● **Goal of the exercise**:
Reproduce word for word the stretch of the data from its first line through the line containing "x=213, y=95", both ends included, and nothing more.

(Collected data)
-.-.-

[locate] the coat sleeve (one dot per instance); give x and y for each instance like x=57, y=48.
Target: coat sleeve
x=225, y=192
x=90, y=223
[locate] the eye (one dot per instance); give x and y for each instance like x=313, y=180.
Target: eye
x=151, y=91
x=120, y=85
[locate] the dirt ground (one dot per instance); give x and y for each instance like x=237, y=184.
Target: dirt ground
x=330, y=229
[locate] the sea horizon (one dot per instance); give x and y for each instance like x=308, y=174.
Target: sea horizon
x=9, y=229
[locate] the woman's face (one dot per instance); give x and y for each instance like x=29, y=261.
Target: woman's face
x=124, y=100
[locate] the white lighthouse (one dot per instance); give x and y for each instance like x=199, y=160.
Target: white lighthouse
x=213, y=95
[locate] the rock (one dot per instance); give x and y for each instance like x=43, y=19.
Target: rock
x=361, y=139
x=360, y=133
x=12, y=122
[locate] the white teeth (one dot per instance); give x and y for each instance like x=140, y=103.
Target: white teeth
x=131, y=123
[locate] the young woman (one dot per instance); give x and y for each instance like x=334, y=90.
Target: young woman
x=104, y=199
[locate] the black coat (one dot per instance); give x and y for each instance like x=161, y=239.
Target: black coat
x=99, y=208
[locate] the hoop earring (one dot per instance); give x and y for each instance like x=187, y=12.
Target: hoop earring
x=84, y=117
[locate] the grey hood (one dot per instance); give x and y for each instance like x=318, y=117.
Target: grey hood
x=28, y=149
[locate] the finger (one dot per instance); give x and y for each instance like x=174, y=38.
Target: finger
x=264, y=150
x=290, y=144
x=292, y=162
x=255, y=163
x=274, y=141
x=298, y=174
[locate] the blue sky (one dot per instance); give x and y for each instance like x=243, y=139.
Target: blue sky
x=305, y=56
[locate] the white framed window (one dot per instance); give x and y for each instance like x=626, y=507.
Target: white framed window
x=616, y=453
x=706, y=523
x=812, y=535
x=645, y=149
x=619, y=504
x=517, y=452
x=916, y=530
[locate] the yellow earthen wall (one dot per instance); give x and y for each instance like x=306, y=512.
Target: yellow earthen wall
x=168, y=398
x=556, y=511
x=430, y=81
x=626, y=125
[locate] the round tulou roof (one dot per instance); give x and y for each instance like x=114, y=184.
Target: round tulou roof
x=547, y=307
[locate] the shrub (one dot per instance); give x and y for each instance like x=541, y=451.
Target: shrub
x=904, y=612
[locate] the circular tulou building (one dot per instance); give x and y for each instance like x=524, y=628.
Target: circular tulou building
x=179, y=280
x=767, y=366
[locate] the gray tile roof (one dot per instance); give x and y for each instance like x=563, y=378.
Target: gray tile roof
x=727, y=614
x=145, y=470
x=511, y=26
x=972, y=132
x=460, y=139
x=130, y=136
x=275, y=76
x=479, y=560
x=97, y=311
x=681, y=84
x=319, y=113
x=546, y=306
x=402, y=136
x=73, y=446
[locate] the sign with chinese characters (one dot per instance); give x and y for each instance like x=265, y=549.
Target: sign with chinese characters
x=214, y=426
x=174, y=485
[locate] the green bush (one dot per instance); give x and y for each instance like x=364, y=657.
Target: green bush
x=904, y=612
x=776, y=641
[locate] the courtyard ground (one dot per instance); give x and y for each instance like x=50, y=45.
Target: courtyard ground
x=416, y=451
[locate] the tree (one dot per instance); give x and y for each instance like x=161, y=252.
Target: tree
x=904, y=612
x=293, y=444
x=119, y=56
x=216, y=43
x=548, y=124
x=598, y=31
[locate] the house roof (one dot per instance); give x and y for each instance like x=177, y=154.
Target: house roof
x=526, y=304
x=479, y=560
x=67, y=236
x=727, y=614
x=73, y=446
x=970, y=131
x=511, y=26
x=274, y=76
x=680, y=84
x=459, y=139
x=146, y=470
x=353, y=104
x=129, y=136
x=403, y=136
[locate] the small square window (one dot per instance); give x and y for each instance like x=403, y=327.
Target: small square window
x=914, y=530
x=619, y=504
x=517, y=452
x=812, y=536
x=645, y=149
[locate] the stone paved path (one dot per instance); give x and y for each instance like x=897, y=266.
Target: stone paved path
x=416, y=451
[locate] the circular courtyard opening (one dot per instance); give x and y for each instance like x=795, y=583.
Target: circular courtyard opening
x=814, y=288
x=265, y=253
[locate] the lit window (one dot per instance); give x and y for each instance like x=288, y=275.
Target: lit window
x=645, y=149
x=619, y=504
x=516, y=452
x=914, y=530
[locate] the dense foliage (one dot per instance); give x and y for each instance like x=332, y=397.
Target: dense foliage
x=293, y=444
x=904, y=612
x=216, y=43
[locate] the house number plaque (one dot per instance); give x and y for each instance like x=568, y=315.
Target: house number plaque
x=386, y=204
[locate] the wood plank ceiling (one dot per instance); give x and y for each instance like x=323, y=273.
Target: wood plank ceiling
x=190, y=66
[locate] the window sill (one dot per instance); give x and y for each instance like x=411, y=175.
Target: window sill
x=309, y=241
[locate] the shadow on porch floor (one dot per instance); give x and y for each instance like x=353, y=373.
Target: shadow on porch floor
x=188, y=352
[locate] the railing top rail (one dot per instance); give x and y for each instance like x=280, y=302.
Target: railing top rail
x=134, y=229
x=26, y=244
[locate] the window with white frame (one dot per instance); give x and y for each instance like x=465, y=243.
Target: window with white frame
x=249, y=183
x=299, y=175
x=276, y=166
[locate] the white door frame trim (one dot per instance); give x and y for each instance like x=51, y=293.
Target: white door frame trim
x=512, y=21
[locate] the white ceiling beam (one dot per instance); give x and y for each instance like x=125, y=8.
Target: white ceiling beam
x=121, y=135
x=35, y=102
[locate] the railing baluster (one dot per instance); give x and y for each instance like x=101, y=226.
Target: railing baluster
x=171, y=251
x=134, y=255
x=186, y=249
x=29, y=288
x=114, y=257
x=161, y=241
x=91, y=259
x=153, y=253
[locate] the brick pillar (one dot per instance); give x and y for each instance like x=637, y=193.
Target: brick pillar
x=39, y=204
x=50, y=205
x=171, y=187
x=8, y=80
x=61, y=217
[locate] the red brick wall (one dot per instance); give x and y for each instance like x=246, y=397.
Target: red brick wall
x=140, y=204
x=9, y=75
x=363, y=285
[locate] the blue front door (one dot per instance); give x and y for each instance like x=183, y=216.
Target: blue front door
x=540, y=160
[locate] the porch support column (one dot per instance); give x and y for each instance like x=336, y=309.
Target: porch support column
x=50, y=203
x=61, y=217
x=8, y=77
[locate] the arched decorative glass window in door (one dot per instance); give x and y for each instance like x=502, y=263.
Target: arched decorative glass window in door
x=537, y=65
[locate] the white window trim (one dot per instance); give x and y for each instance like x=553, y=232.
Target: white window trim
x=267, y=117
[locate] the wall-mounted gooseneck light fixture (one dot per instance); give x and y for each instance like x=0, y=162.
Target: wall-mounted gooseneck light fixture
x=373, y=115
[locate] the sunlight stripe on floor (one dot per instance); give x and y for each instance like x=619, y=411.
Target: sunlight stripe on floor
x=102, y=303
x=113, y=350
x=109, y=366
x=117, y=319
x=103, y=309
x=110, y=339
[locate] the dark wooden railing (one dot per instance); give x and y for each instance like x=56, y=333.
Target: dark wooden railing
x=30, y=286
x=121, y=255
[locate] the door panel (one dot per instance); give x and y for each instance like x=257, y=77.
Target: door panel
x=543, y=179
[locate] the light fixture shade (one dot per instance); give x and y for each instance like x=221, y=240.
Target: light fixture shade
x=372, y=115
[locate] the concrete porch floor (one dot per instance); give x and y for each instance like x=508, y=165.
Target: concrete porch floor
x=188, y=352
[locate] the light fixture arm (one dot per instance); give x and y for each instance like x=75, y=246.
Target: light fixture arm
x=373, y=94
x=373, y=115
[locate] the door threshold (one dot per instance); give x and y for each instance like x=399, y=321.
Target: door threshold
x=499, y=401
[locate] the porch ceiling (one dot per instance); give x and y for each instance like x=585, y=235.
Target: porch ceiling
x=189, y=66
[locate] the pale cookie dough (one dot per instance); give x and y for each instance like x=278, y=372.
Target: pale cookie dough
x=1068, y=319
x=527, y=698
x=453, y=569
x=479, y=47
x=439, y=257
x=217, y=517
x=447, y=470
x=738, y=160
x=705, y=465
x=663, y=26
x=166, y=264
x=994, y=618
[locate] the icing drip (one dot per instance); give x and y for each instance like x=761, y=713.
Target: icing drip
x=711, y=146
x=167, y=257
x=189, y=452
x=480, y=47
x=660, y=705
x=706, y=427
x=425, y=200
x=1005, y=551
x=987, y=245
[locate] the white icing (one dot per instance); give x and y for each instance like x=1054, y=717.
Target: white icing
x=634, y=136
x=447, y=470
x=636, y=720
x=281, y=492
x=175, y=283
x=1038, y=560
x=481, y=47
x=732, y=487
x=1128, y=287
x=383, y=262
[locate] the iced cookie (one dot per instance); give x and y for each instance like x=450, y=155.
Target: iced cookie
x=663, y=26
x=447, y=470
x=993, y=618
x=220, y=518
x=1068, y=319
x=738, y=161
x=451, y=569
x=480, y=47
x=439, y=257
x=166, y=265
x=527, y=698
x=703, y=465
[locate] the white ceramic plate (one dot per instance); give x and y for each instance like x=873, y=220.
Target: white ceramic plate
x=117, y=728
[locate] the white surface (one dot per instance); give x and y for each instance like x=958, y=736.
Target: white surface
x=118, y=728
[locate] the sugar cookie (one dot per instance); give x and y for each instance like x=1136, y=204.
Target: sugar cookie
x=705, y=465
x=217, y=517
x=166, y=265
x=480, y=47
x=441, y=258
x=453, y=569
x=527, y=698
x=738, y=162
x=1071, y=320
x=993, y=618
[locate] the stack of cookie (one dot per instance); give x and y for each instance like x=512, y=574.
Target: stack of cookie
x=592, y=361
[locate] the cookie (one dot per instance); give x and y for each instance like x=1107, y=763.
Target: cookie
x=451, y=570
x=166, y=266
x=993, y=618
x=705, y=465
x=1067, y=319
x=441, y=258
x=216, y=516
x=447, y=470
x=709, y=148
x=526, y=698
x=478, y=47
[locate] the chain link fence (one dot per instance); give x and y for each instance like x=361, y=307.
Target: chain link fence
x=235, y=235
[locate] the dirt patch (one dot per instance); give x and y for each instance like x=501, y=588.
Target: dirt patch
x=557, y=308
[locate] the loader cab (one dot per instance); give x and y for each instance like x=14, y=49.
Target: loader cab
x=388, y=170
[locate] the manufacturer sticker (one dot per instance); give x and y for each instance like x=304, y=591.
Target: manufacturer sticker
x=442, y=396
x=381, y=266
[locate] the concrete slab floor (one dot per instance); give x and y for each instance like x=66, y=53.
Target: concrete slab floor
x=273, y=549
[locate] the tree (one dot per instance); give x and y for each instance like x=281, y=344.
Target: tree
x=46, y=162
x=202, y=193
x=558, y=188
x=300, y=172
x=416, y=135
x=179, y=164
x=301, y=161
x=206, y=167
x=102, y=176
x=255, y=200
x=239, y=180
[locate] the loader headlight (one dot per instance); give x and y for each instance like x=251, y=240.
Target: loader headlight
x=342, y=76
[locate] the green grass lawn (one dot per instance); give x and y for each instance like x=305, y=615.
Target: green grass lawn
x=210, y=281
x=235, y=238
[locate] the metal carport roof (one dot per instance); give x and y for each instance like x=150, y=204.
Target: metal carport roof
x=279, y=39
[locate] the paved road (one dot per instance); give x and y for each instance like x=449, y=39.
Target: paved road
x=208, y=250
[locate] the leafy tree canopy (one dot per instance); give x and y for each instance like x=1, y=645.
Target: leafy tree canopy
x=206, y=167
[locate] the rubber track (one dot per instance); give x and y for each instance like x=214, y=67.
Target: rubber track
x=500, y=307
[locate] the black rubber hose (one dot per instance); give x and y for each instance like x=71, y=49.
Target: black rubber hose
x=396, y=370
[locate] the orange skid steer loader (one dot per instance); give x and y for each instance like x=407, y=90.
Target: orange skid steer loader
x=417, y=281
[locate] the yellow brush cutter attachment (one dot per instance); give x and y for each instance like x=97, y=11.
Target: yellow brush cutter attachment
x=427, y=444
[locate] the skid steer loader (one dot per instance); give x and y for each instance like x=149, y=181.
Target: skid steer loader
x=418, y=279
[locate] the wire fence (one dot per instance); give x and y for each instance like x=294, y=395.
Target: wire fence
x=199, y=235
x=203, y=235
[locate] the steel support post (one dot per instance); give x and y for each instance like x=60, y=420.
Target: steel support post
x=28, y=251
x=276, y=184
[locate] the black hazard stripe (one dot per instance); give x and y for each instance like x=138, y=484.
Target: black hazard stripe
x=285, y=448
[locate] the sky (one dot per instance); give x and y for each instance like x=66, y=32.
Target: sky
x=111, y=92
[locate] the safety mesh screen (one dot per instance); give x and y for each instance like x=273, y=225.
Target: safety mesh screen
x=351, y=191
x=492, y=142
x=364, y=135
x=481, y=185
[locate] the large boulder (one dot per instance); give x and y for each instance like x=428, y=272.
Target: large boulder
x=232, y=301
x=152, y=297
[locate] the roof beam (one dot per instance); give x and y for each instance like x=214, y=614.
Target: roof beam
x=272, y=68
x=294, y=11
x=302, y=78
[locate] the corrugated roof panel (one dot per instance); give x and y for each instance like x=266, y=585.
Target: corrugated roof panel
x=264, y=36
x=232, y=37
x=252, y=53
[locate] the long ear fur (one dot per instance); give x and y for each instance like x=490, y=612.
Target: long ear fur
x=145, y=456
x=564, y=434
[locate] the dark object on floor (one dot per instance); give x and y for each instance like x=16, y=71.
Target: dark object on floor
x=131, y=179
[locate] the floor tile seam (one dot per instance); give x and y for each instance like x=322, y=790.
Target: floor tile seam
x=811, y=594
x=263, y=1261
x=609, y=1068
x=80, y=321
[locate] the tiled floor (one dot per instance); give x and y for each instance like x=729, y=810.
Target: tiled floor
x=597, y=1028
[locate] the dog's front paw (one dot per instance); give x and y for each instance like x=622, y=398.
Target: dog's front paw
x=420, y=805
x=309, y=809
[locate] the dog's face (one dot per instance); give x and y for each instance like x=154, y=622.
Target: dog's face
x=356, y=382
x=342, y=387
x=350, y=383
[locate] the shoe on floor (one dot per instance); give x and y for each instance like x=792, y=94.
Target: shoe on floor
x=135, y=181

-.-.-

● **Exercise answer**:
[locate] the coat sleeve (one dot per instance); give x and y for each instance like x=57, y=48.
Target: coat sleeve
x=225, y=192
x=90, y=223
[locate] the eye (one dot per instance); give x and y for each instance like x=313, y=180.
Target: eye
x=151, y=91
x=120, y=85
[locate] the dirt ground (one dot per instance); give x and y for each instance like x=237, y=184.
Target: dirt ground
x=330, y=229
[locate] the sea horizon (one dot per instance); give x and y for each instance like x=308, y=174.
Target: sea horizon
x=9, y=229
[locate] the woman's face (one dot per instance); give x and y for each instance like x=29, y=261.
Target: woman's face
x=124, y=100
[locate] the white lighthouse (one dot per instance); give x and y for each instance like x=199, y=160.
Target: white lighthouse
x=213, y=95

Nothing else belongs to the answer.